• Stated problem A: In the Cheng family case study text, what weak shortcut does the strongest exam answer usually avoid?
• Stated problem B: Please carry the Cheng family case study text forward, beginning right after its final sentence.

Page excerpt start

Browse Conduct and Practices Handbook

The Chengs Case Study

Apply KYC, suitability, communication, conflicts, execution, and follow-up controls through a family-account case study.

The Cheng family case study is useful because it forces several CPH themes into one fact pattern. The representative has to do more than gather forms. The representative has to separate family members correctly, assess each person’s objectives and constraints, explain recommendations clearly, document authority and instructions, and keep monitoring the relationship as circumstances change.

The strongest exam answer usually avoids the weak shortcut of treating “the family” as one client with one risk tolerance. Family members may share some goals, but they do not automatically share the same profile, time horizon, liquidity need, or account authority.

Page excerpt end
Supplied entries start

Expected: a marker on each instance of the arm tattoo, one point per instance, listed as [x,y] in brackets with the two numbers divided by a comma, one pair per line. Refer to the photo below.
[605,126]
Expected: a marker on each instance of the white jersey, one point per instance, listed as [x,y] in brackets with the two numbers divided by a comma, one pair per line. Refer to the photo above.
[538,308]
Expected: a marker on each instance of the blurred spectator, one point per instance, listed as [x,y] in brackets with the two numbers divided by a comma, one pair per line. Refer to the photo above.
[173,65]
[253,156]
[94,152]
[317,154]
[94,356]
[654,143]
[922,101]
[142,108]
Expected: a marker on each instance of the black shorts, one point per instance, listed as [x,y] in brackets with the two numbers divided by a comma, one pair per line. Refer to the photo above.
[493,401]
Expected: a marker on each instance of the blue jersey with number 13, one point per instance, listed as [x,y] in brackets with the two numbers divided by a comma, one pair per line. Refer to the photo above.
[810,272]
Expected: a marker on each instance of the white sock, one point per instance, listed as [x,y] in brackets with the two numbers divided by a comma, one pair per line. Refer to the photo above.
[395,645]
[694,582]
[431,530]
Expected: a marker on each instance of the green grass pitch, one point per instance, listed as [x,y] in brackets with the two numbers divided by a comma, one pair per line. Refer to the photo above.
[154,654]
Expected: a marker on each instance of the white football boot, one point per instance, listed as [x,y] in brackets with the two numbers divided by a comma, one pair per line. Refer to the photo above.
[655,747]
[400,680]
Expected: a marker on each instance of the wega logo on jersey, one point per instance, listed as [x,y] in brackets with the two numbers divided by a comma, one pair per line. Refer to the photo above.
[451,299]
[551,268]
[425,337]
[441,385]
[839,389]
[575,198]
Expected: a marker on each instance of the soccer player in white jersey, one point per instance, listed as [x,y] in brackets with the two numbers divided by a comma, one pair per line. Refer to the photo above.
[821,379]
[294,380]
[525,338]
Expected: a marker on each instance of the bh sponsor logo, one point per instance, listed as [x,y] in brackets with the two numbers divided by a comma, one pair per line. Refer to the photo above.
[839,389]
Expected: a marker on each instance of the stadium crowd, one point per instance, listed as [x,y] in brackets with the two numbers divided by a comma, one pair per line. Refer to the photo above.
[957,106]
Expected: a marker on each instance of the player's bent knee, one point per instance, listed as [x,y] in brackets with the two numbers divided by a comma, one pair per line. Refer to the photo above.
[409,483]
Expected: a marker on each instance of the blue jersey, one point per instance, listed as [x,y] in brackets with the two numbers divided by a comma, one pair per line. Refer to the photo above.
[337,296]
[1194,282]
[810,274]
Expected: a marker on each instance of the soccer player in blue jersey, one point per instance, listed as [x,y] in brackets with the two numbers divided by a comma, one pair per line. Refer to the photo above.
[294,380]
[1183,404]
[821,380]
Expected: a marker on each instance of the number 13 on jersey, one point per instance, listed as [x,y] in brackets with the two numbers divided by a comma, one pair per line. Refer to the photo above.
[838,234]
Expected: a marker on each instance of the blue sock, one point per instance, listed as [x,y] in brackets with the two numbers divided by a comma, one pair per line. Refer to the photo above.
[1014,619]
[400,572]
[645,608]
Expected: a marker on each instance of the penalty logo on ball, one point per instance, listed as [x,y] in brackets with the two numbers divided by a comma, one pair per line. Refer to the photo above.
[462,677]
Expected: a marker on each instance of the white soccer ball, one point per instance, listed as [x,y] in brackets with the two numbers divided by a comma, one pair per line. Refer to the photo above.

Supplied entries end

• Expected answer A: It avoids treating "the family" as one client with one risk tolerance.

• Expected answer B:
Client Snapshot

The Cheng family can be summarized like this:

Family member Main facts Main account or planning issue
Andrew Cheng 55, business owner, comfortable with moderate growth risk retirement growth, liquidity for business uncertainty
Linda Cheng 50, salaried executive, more conservative capital preservation, clear cost and risk explanations
Julie Cheng 20, university student, long horizon but limited experience early investing education, small growth-oriented account
Peter Cheng 17, approaching post-secondary education short-term liquidity and account authority constraints

The table matters because it shows immediately why one family-wide recommendation would be too simplistic.

Step 1: Open the Right Accounts Under the Right Authority

The representative should begin with proper account-opening discipline:

  • confirm identity and authority for each account
  • determine whether any joint, individual, registered, or education-related accounts are appropriate
  • avoid treating an adult child’s account as if it can simply be folded into the parents’ preferences
  • document whether parents are contributors, trustees, decision-makers, or merely helpers

Peter’s age is an obvious control issue. He may benefit from planning and savings decisions, but authority and account structure have to respect the legal account relationship rather than the family’s convenience.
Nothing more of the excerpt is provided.